# [OBIETTIVO INDICATO A]
Riporti fedelmente le righe dei record a partire da quella che contiene "Exercise. Point out the agave" e fino all'ultima riga dei record, estremi inclusi.

# [BRANO PROPOSTO]
****************
Chiusa per bomba la pizzeria Sorbillo: una scritta blu su un foglio bianco, il volto scuro. La mattina di mercoledì 16 gennaio, a Napoli, si apre così, con una notizia che rimbalza sui social come nelle strade. Nel centro storico c’è grosso fermento e stavolta non per la presenza massiccia dei visitatori vogliosi di scoprire le bellezze della città. Il viavai è più inarrestabile del solito, il vociare che anima la zona piuttosto timido, quasi irriconoscibile. Forze dell’ordine, telecamere, curiosi, qualche politico: tutti si fermano in via dei Tribunali 32, nella notte è successo qualcosa di grosso.
A fare rumore è l’attentato a uno dei luoghi simbolo del capoluogo campano, tra i più ambiti dai turisti e i più amati dai napoletani, è la casa della pizza, un’eccellenza tutta partenopea che si è imposta in Italia e nel mondo, la sede storica di un cognome che si è fatto marchio da ben tre generazioni, nonostante un incendio appiccato – ancora non si sa da chi e perché – già cinque anni fa. Esploso davanti all’ingresso, l’ordigno ha provocato danni da alcune migliaia di euro, risparmiando la vita del custode notturno del locale solo perché fortunatamente protetto dalle porte blindate che serrano la pizzeria. Scontato dire che la tesi più accreditata quale possibile spiegazione a questo vile episodio sia il racket: «Non ho avuto richieste, hanno colpito un simbolo di legalità e rinascita: una bomba contro di me per avvertire tutti», sostiene Gino Sorbillo. «Credo sia in corso una guerra per nuovi equilibri tra clan, sembra una dimostrazione di forza. Abbiamo riempito Napoli con il nostro lavoro, il nostro talento, il turismo. Ci siamo adoperati attraverso rete e social per comunicare una città diversa, forse hanno voluto attaccare un simbolo di questa rinascita, questa bomba è un messaggio di intimidazione verso gli altri che hanno anche una minore capacità di rialzarsi rispetto a me. Non c’è stato alcun segnale, avrei denunciato subito, collaboro con le forze dell’ordine e sono anche un presidio per il territorio. Lavoro lì da 24 anni». Di colpo, in città si torna a parlare di quella montagna di merda nascosta sotto il tappeto.
****************
# [DATI FORNITI]

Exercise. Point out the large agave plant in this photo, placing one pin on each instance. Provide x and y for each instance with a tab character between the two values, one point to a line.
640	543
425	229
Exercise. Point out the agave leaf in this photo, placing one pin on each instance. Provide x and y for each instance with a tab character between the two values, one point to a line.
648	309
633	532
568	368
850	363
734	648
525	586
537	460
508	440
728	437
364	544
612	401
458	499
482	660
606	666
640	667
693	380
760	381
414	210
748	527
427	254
****************
# [OBIETTIVO INDICATO B]
Prosegua l'articolo sull'attentato alla pizzeria Sorbillo, riprendendo dopo l'ultima frase riportata.

# [RISPOSTA AL COMPITO A]
Exercise. Point out the agave leaf in this photo, placing one pin on each instance. Provide x and y for each instance with a tab character between the two values, one point to a line.
648	309
633	532
568	368
850	363
734	648
525	586
537	460
508	440
728	437
364	544
612	401
458	499
482	660
606	666
640	667
693	380
760	381
414	210
748	527
427	254

# [RISPOSTA AL COMPITO B]
Cittadini, istituzioni, stampa si scandalizzano e prendono posizione, i #jesuisSorbillo si sprecano così come le foto delle delizie prodotte tra quelle quattro mura momentaneamente sotto scacco. È strano, improvvisamente, tutti ricordano che a Napoli la criminalità organizzata non ha mai smesso di comandare. Se la prendono con il Sindaco, forse lo credono Batman, un supereroe che tutto può, poi con i camorristi, la fetta malandata della città nella quale non riconoscersi, infine, tra i poteva succedere ovunque e i fujtevenne di eduardiana memoria, si rivolgono a quel Salvini troppo impegnato, nel quotidiano cambio di divisa, a contare i giorni che mancano affinché, stando ai suoi calcoli, la malavita in Italia venga sconfitta in via definitiva. Intanto, ignorano che – concretamente – la mafia, qualunque sia poi la sua denominazione locale, da anni non è più non solo nei programmi dei governi che si succedono, ma anche dei cittadini abituati a pesare i propri gesti secondo regole, ritmi e tempi dettati non dalla legge, quanto dai capuzzielli di turno a cui tutto è concesso.
Basti pensare che, soltanto nell’ultimo mese, ad Afragola, in provincia di Napoli, sono state fatte esplodere ben otto bombe indirizzate ad altrettanti negozianti e imprenditori meno forti mediaticamente e più spaventati dalla loro solitudine, troppe per non fare rumore alcuno, abbastanza da non dover aspettare lo scoppio della saracinesca di Sorbillo per accorgersi che qualcosa dal sottosuolo si sta muovendo per venire fuori, che il tappeto non è lungo a sufficienza per coprire tutto il lerciume su cui si continuano a inaugurare B&B. Il puzzo a cui ci siamo assuefatti, al punto da non riconoscerlo, se lo sta portando un nuovo vento che spira e appesta questi territori atavicamente orfani di uno Stato che latita e torna a trovarli solo quando si tratta di estorcere voti, tasse e ricchezze.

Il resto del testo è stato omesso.